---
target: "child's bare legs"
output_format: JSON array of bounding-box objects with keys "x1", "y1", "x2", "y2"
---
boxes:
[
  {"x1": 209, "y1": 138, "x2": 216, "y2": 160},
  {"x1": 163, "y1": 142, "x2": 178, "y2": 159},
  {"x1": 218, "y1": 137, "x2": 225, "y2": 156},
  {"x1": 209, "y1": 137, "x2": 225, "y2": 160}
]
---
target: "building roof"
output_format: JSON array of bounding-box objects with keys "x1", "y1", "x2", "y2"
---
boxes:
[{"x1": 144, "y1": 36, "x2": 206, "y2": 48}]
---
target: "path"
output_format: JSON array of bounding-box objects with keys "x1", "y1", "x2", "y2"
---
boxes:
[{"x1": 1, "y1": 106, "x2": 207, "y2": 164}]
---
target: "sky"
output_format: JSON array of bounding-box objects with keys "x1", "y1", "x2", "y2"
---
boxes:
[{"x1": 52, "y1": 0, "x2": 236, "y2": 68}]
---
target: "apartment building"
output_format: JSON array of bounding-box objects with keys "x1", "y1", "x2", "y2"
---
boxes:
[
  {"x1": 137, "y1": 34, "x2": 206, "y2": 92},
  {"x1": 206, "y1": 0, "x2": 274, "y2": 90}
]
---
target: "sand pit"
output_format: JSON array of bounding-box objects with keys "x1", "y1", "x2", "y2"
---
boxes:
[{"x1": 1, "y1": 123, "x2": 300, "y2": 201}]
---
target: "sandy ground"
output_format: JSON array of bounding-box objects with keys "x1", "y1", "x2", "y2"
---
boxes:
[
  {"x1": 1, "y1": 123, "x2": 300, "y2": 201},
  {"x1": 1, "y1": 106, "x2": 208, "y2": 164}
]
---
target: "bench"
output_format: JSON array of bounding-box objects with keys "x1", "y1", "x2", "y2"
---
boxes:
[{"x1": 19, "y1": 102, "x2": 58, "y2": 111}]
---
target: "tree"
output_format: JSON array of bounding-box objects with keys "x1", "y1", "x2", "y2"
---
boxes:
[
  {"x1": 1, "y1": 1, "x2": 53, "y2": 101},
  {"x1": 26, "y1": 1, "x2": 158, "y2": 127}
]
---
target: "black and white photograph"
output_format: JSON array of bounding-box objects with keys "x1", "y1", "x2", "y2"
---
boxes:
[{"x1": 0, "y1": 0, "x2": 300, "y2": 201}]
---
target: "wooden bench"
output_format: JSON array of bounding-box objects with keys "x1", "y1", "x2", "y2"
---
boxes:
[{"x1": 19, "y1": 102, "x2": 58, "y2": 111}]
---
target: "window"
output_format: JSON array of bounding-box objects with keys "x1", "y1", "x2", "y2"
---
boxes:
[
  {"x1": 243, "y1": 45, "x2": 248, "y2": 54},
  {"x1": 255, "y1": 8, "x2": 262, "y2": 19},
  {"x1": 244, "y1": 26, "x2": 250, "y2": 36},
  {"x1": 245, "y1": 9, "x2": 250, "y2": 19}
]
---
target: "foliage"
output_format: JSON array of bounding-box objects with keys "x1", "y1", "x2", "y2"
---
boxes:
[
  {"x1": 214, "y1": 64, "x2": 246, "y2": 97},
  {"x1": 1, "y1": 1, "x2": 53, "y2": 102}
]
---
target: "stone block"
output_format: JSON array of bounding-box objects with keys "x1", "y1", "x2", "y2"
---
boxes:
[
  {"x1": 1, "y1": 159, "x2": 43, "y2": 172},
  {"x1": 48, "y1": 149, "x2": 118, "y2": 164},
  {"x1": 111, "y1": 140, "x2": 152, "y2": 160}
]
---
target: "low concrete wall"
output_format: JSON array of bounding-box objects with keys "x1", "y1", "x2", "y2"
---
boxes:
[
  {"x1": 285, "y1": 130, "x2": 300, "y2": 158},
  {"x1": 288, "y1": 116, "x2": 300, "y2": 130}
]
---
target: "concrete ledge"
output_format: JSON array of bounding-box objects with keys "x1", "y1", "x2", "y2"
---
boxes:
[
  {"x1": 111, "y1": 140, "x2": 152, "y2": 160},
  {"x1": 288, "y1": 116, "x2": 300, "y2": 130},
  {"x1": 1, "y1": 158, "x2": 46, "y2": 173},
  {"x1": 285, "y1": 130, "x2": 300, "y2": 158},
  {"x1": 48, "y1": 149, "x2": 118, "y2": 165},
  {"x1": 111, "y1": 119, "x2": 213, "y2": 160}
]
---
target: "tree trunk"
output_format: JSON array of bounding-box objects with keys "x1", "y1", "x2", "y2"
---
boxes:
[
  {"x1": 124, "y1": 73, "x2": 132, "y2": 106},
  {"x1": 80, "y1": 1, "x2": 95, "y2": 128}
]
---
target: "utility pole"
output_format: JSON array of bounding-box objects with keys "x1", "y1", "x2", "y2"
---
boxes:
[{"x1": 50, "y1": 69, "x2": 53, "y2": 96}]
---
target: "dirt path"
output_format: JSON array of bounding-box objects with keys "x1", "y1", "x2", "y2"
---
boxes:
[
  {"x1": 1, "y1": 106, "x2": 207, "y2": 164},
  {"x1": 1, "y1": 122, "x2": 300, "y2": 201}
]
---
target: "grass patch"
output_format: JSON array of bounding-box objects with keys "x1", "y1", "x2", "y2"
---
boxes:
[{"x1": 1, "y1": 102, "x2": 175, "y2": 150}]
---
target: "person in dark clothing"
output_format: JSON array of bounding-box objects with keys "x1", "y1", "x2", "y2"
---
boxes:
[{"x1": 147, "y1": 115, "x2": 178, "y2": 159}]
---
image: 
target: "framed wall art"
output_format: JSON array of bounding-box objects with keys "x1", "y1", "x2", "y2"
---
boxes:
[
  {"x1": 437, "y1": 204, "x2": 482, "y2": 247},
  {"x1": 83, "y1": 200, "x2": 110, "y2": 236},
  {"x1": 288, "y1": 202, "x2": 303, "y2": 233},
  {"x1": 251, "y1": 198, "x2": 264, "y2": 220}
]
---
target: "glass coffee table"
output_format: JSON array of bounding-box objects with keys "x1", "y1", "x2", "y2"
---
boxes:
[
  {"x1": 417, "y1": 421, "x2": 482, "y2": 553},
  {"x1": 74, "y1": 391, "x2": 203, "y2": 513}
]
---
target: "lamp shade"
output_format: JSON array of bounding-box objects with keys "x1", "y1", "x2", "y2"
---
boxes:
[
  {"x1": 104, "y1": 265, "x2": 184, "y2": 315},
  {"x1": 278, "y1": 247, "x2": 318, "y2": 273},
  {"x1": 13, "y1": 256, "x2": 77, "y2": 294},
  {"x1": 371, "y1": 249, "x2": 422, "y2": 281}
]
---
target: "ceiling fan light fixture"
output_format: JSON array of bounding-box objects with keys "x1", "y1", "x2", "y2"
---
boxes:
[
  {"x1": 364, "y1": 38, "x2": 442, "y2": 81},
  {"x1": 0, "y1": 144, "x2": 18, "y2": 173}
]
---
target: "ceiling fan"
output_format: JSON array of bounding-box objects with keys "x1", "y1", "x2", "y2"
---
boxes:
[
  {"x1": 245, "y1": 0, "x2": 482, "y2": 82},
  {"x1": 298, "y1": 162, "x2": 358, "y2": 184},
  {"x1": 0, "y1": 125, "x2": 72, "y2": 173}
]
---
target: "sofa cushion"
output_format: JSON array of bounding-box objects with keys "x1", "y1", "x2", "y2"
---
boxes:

• [Stated goal] Tally the lines above that contain the word "concrete", with case counting, and give only the number.

• [Correct response] 2